- _Your objective_
Extract every line of the entries below and reproduce each one character for character, in its original order.

## begin The input

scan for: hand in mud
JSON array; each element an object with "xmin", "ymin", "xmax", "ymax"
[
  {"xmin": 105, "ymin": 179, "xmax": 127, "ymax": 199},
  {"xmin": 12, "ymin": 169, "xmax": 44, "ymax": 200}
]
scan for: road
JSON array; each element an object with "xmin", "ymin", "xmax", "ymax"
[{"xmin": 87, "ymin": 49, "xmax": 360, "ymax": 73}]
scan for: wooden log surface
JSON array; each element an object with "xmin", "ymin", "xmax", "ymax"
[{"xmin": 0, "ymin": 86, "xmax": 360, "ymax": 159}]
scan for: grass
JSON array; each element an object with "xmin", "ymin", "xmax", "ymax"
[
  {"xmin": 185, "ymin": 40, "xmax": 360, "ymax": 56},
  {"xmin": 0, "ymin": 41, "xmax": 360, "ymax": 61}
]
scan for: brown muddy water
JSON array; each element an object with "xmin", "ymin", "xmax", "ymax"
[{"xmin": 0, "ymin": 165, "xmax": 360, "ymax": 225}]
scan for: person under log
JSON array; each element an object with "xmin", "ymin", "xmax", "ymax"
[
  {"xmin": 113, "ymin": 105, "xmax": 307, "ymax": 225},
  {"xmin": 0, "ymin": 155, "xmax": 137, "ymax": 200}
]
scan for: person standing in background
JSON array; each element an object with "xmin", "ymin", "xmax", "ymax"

## end The input

- _Answer below_
scan for: hand in mud
JSON array; each element an object with "xmin", "ymin", "xmax", "ymax"
[
  {"xmin": 105, "ymin": 179, "xmax": 127, "ymax": 199},
  {"xmin": 12, "ymin": 169, "xmax": 44, "ymax": 200}
]
scan for: road
JSON array; each element an object with "xmin", "ymin", "xmax", "ymax"
[{"xmin": 87, "ymin": 49, "xmax": 360, "ymax": 73}]
scan for: wooden log surface
JSON array; each element an object with "xmin", "ymin", "xmax", "ymax"
[{"xmin": 0, "ymin": 86, "xmax": 360, "ymax": 159}]
scan for: grass
JSON array; each element an object with "xmin", "ymin", "xmax", "ymax"
[
  {"xmin": 185, "ymin": 40, "xmax": 360, "ymax": 56},
  {"xmin": 0, "ymin": 41, "xmax": 360, "ymax": 61}
]
scan for: brown muddy water
JSON array; each element an object with "xmin", "ymin", "xmax", "ymax"
[{"xmin": 0, "ymin": 165, "xmax": 360, "ymax": 225}]
scan for: person under log
JSON array; each element an object with "xmin", "ymin", "xmax", "ymax"
[
  {"xmin": 113, "ymin": 105, "xmax": 307, "ymax": 225},
  {"xmin": 0, "ymin": 155, "xmax": 137, "ymax": 200}
]
scan for: person standing in background
JSON array; each element an object with "xmin", "ymin", "xmax", "ymax"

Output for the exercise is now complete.